WORK ORDER —
Search the records for the string "house", then copy each line that has it.

DATA LISTING —
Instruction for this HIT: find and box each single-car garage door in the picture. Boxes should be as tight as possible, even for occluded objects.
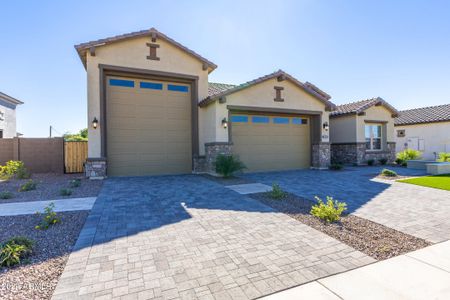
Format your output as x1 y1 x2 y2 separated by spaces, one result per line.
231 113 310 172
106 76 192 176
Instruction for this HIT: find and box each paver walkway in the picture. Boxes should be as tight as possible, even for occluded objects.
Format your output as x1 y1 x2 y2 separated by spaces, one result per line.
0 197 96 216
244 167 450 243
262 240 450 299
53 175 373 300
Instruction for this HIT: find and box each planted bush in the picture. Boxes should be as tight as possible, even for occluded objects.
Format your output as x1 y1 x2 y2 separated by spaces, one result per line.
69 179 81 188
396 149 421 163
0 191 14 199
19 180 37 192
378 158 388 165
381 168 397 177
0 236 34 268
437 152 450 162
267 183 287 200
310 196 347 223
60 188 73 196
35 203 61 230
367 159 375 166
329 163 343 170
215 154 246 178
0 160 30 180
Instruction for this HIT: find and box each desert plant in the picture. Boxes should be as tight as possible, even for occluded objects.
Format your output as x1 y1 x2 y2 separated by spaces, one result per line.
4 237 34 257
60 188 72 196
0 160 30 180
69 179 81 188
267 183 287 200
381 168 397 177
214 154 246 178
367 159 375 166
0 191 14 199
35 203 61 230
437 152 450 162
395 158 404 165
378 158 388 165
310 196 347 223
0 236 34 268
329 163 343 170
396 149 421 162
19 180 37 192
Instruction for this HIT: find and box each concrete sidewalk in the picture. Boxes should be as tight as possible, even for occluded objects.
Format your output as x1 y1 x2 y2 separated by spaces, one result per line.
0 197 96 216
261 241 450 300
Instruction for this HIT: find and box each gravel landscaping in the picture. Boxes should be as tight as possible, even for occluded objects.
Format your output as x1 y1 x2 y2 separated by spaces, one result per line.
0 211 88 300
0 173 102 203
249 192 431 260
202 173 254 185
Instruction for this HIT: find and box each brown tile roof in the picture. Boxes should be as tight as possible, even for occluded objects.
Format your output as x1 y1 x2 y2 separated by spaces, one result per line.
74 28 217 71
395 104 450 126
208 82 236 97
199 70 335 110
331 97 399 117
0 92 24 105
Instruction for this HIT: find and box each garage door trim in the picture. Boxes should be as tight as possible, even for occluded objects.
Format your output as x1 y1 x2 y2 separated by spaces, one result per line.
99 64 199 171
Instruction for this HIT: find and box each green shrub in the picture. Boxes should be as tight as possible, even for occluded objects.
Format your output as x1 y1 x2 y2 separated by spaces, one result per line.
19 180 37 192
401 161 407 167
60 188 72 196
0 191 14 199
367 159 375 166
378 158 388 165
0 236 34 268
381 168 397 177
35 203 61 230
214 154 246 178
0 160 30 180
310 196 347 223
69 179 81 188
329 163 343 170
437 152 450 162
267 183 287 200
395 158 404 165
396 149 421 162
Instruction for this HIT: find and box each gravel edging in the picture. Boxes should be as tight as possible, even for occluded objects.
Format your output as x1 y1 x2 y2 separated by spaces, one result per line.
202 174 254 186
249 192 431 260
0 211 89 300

---

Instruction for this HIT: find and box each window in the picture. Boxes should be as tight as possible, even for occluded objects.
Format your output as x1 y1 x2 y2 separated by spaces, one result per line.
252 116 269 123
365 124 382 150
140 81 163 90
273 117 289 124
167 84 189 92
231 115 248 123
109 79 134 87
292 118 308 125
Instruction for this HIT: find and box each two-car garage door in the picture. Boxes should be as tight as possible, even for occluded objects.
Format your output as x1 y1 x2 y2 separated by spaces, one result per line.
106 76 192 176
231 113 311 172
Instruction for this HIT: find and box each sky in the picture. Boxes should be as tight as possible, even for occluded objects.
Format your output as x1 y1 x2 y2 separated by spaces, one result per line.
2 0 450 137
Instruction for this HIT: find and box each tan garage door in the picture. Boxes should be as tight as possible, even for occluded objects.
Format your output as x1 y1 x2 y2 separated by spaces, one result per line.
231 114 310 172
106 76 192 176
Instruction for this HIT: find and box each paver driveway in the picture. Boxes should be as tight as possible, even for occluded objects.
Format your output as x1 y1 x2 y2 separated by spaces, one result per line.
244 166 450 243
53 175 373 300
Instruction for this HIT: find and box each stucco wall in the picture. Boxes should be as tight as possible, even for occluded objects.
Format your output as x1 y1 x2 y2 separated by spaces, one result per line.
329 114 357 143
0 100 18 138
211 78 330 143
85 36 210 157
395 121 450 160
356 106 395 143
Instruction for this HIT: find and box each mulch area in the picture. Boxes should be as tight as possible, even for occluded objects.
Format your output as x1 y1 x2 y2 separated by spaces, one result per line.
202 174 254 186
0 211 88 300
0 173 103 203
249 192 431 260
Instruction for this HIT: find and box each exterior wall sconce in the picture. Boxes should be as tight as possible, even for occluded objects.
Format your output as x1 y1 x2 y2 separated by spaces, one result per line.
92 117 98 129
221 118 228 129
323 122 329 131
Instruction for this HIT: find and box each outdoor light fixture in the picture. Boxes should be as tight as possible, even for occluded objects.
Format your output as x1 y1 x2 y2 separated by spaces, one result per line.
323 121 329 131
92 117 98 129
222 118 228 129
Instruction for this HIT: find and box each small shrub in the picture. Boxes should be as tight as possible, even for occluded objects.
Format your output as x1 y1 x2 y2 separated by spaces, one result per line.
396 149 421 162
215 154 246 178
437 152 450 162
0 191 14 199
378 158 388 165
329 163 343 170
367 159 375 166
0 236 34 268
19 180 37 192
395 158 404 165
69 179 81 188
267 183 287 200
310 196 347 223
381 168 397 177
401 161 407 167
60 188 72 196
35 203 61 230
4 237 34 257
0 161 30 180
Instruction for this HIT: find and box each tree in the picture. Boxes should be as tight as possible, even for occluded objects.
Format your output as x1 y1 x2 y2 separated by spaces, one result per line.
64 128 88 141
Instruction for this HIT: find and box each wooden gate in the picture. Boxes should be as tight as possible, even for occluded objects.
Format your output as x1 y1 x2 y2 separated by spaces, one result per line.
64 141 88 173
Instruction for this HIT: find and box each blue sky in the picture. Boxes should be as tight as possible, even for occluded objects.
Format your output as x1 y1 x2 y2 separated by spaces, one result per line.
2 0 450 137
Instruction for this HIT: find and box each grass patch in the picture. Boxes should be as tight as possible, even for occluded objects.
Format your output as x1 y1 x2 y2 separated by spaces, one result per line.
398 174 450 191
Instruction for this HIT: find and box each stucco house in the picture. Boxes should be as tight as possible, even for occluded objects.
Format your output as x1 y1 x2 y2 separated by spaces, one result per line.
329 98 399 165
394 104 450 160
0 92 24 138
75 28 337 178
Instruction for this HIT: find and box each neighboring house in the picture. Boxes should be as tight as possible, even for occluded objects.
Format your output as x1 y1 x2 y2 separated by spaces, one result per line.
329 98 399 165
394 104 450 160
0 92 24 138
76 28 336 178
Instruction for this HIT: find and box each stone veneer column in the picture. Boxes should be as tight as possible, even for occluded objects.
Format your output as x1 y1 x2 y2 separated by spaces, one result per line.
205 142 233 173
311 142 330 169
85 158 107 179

EXERCISE RESULT —
Instruction for this HIT: find and box each stucco house in the picture. Boxes should be as tight as possible, even for occluded objects.
Instruction for this HIT: find and box each neighboring house in the picture. Boxes should be as tight as possible, even for occluded objects.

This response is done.